Aleatorische Demokratie

Initiative für einen europäischen Verfassungskonvent

Damit “der Schoas” so nicht weitergeht, will eine kleine Gruppe österreichischer Demokratiereformer einen europäischen Verfassungskonvent ins Leben rufen. Oder mehrere kleine. In jedem Fall sollen die Mitglieder eines solchen Konvents per Los bestimmt werden.
Aleatorische Demokratie gewinnt zunehmend Anhänger. Für Stefan Schartlmüller von der “IG Demokratie” waren Berichte vom isländischen Verfassungskonvent initial (den allerdings gewählte, nicht geloste Bürger bildeten), die deutsche Fassung David Van Reybroucks Buch tat dann das Übrige. “2012 gab es verstärkt Diskussionen um Demokratiereformen”, erzählt Schartlmüller von den Anfängen der “Interessengemeinschaft” (IG), in der er heute einer von etwa fünf Aktivisten ist, die bei einzelnen Aktionen von einem größeren Netzwerk unterstützt werden. Mit Bürgerbeteiligung haben alle Aktiven der IG Demokratie schon lange in unterschiedlichen Zusammenhängen zu tun, beruflich sind die meisten aber anderswo unterwegs. Nur Obfrau (Vorsitzende) Tamara Ehs beschäftigt sich auch beruflich mit Politik – an der Universität Wien.

Island, dann die Citizens’ Assemlby in Irland, aber auch viele kleinere Beispiele aleatorischer Deliberation motivieren die österreichischen Aktivisten, einen Verfassungskonvent für möglich zu halten. “Aber natürlich können das nicht eine Hand voll Leute erreichen”, sagt Schartlmüller. Im Moment setzt sein Verein bzw. “Think & Action Tank” auf Information, Öffentlichkeitsarbeit, Aktivierung der Gesellschaft. Dazu gibt es einen Austausch mit anderen Freunden aleatorischer Demokratie. Denn es gibt derzeit einige Initiativen für geloste Bürgerräte (“Es geht los”, “Ask us” u.a.). Zudem plant der Verein “Mehr Demokratie” zusammen mit Beteiligungsprofis und Finanziers ein deutschlandweites Bürgergutachten zu Demokratiereformen.
____________________
Aufgabe >> Führe den Text über die Initiative für einen per Los besetzten europäischen Verfassungskonvent im Anschluss an seinen letzten Satz weiter.
____________________
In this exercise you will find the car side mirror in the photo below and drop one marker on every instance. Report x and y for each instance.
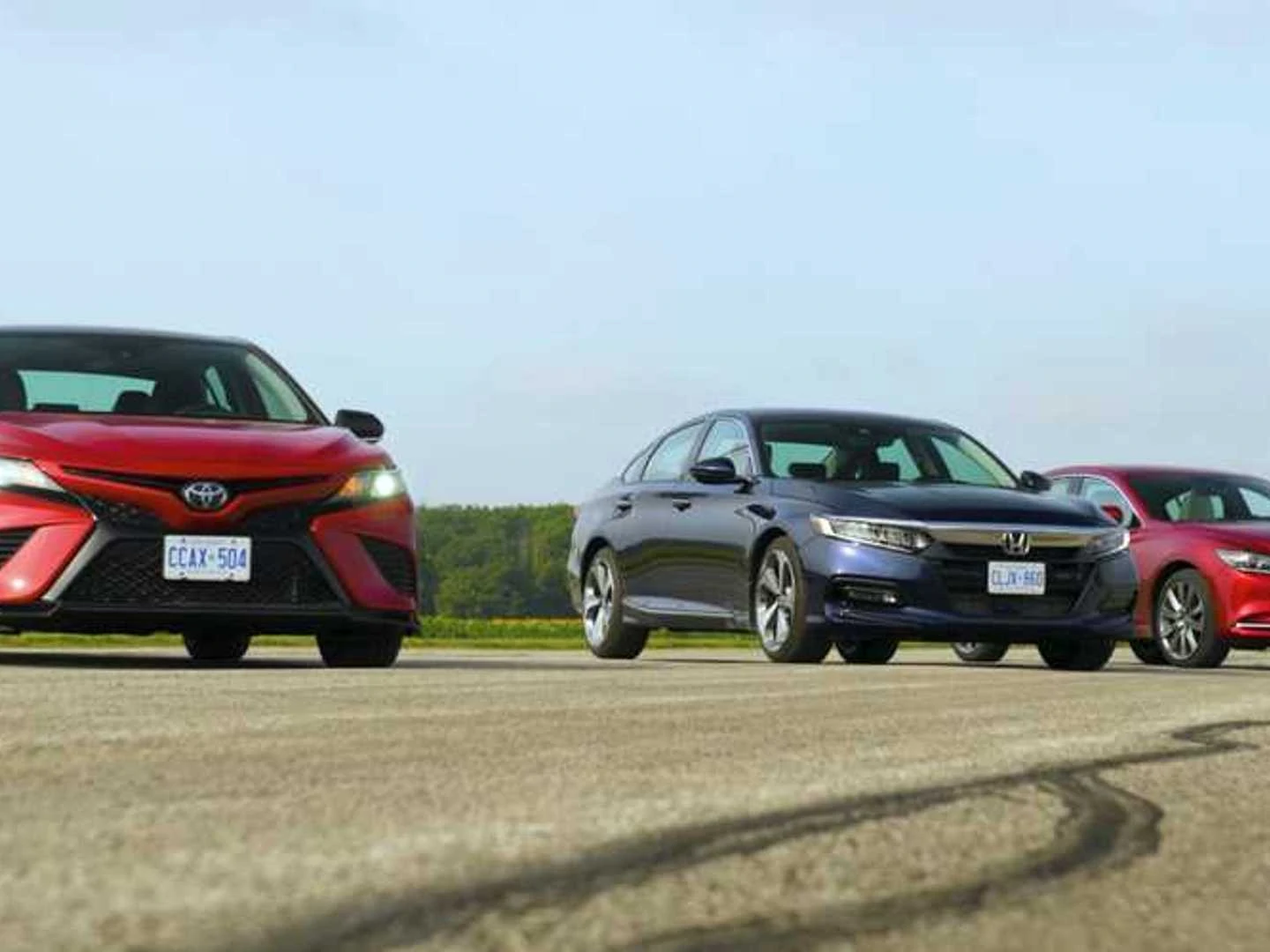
(361, 424)
(719, 471)
(1114, 513)
(1034, 481)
____________________
Ergebnis >>
Mit dem direkt-demokratischen Instrument der europäischen Bürgerinitiative ist der gewünschte Konvent vermutlich nicht voranzubringen, glaubt Schartlmüller. Denn abgesehen von der sehr anspruchsvollen Hürde, eine Million Unterschriften für eine solche Initiaitve sammeln zu müssen, sind Verfassungsfragen der direkten Demokratie entzogen – und am Ende einer Europäischen Bürgerinitiative steht eh nicht mehr als ein Votum der Kommission (tätigwerden muss sie nicht).

Neben dem Großziel Verfassungskonvent engagiert sich die IG Demokratie für vielfältige Partizipationsformen. Schon rund 30 Mal gab es ein “Demokratie Repair Cafe” mit “Do-it-yourself”-Anleitungen (Kommunikations-, Moderations- und Entscheidungs-Methoden). In der Selbstbeschreibung heißt es dazu:

“Die IG Demokratie unterstützt und berät wissenschaftlich wie methodenpraktisch all jene Personen oder Institutionen, die an der (Weiter-)Entwicklung der partizipativen Demokratie interessiert sind. Es entspricht unserem Selbstverständnis, ausschließlich Prozesse, Strukturen und Methoden zu fördern und zu unterstützen, die Menschen Möglichkeiten bieten, selbst an der Weiterentwicklung politischer Systeme (auf allen Ebenen) mitzuwirken – also transparent und offen für Mitarbeit sind. Dazu braucht es umfassende politische Bildung in Theorie und Praxis, sowie auch die dafür notwendigen Ressourcen.”

Auch an der aktuellen Unterschriftensammlung für einen Bürgerrat zu Landwirtschaftsthemen im Bundesland Vorarlberg ist die IG beteiligt. Denn obwohl Österreich mit diesen regelmäßigen und auch durch Bürgervotum einsetzbaren Bürgerräte bei der aleatorischen Deliberation weit vorne ist, sieht Stefan Schartlmüller die Notwendigkeit, Bürgerbeteiligung stärker sichtbar zu machen. Klar sei: auch in Österreich ist nicht jeder Berufspolitiker begeistert, wenn die Wähler Politik selbst in die Hand nehmen wollen. (Tg)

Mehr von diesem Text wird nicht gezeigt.